:: Records shown

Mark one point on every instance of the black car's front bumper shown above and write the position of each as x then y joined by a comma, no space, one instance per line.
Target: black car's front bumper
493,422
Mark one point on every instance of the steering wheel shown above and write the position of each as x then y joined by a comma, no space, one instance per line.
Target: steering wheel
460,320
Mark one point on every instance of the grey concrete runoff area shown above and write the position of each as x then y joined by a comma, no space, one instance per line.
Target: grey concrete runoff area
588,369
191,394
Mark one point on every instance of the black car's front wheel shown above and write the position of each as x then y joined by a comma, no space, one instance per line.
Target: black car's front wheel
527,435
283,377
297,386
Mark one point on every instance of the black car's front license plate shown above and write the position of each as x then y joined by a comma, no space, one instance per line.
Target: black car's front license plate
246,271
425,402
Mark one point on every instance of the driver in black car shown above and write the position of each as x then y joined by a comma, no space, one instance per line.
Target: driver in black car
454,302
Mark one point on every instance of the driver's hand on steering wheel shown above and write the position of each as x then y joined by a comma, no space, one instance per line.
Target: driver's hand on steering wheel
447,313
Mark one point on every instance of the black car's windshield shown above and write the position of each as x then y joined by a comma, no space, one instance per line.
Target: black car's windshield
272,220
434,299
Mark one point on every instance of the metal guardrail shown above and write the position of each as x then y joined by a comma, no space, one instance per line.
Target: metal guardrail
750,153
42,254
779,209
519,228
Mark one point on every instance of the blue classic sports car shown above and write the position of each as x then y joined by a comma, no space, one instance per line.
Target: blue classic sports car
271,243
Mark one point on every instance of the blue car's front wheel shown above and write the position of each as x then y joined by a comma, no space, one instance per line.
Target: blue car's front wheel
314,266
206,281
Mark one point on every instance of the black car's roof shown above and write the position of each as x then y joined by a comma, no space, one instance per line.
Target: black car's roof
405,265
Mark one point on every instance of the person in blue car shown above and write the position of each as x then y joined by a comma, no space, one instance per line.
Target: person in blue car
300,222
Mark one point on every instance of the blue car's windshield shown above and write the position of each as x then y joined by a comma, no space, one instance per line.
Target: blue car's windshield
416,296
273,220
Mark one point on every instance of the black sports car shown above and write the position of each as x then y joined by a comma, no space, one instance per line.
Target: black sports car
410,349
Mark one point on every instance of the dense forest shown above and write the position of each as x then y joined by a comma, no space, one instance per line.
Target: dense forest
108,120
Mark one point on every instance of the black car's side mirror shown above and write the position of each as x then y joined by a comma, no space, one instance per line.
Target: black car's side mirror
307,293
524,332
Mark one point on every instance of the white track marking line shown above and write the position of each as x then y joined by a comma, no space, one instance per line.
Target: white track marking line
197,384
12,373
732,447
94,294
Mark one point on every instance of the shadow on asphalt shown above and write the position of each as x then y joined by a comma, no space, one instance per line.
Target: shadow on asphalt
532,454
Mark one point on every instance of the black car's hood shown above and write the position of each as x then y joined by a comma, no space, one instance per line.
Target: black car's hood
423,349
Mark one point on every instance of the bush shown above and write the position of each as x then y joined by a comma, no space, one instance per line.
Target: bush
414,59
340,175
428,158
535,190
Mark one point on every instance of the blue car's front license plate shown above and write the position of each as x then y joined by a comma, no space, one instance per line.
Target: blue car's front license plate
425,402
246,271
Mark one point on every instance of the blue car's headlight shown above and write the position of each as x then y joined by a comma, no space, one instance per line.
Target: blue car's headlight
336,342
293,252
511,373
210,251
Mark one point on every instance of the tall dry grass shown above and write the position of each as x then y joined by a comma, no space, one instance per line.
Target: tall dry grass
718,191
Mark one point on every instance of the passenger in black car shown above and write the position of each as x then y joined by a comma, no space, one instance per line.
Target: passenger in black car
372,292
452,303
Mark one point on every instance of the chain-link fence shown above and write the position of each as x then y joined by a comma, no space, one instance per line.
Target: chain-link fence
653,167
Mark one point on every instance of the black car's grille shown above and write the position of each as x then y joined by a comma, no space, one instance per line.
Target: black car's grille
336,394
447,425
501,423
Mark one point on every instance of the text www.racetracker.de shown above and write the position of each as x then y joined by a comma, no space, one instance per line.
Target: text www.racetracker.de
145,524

::::

**Problem statement:**
The records above are to be repeated in full, word for word.

**Task answer:**
Mark one point on every instance of the black car's front bumper shown above and write the position of each as x then y joined by a comma, no space, one instance per line.
Target: black car's front bumper
493,422
Mark one point on every instance of the steering wheel shown above and write the position of each as x then y joined by a comma, no space, one instance per line.
Target: steering wheel
460,320
Mark one point on every instance of the grey concrete runoff area shown above and write the position of each as x then y joined by a comma, no space, one instance per line.
Target: grey concrete runoff area
588,369
191,394
Mark one point on every instance of the black car's front wheel shown above and write the position of each as x then y joined by a comma, no space, one instance per line.
Target: black car's front wheel
527,435
283,377
297,386
Mark one point on every instance of the black car's front license plate shown above and write the position of each as x then y joined by a comma, no space, one instance per line.
Target: black car's front license plate
246,271
425,402
Mark one point on every instance of the driver in black car shown above and write the position of each as x then y joined by a comma, no space, one instance per line.
Target: driver in black car
454,302
Mark one point on every instance of the driver's hand on steering wheel shown above and write the position of each as x then y joined by a comma, no space, one instance per line.
Target: driver's hand on steering wheel
447,313
Mark one point on every instance of the black car's windshield shown above and write the position of each as x then y joined by a comma, no space, one instance per line.
Target: black car's windshield
272,220
434,299
Mark one point on every instance of the metal guardrail shown above and write the position of each as x then y joined by a comma, no space, one instance per line.
Target: metal guardrail
750,153
42,254
779,209
519,228
Mark one point on every instance of the blue classic sports car shown above and write the position of each as x then y joined by a comma, no space, one instance per line.
Target: blue classic sports car
271,243
Mark one point on every instance of the blue car's front wheel shown above and write the position of each as x then y joined by a comma, no space, one instance per line.
Target: blue car's front wheel
314,266
206,281
Mark one point on every instance of the black car's roof shown above and write the position of each as x then y joined by a comma, no space, one instance per line.
Target: black car's roof
405,265
Mark one point on every instance of the person in blue car shown above and write the position of each as x then y joined by a comma, no space, one instance per line.
Target: person in blue car
300,222
Mark one point on every instance of the blue car's windshield shown above and write the position of each as x then y joined by a comma, no space, one instance per line.
Target: blue car's windshield
416,296
273,220
Mark one point on every instance of the black sports car shown above and write the position of each as x then y joined by a comma, no space, one instance per line.
Target: black sports car
410,349
Mark one point on every instance of the dense forest shown above and write the position of each as x then y joined by a comma, no space, one instance per line.
Target: dense forest
108,120
Mark one point on every instance of the black car's side mirror shown above and write the position of each as x then y joined by a comma, no space, one instance per line.
Target: black car's side mirror
307,293
524,332
Mark one point on every instance of the white track marking line shown above and write the position of each as x then y joined by a comma, no space, one instance per line.
Target: white track marking line
197,384
12,373
732,447
94,294
Mark one point on every instance of the shadow on asphalt shown above and write the position of each as x then y joined by a comma, no space, one instance per line.
Target: shadow on asphalt
532,454
Mark one point on every instance of the black car's hood shown above and write the position of each as x then y joined by a comma, no space, one instance per line.
Target: black car's hood
423,349
Mark one point on every instance of the bush shown above and write the position of each as x then y joined by a comma, no space, one instance per line.
Target: bush
414,59
340,175
428,158
535,190
Mark one point on every instance of the blue car's front license plate shown above and write the position of each as x then y joined by a comma, no space, one instance per line.
Target: blue car's front license plate
425,402
246,271
Mark one point on every instance of the blue car's headlight shown above and write the position of each as x then y joined by a comma, no space, one instance per line.
Target: blue car's headlight
336,342
293,252
511,373
210,251
Mark one point on every instance of the tall dry grass shown above and write the position of each as x then y joined by a comma, no space, one instance per line.
Target: tall dry grass
718,191
Mark one point on every instance of the passenger in black car shown above and write the position of each as x then y joined by a comma, no space, one instance per line.
Target: passenger in black car
372,292
452,303
Mark one point on every instance of the chain-link fence shown above and write the position of each as x then y joined by a comma, no space, one instance per line.
Target: chain-link fence
653,167
Mark one point on every instance of the black car's grille shown above and write the position of each as x then y joined by a comma, no space, one instance per line.
Target: black car's grille
336,394
447,425
501,423
Mark one point on every instance of the text www.racetracker.de shown above and write the position of each as x then y joined by a comma, no space, one instance per line.
Target: text www.racetracker.de
145,524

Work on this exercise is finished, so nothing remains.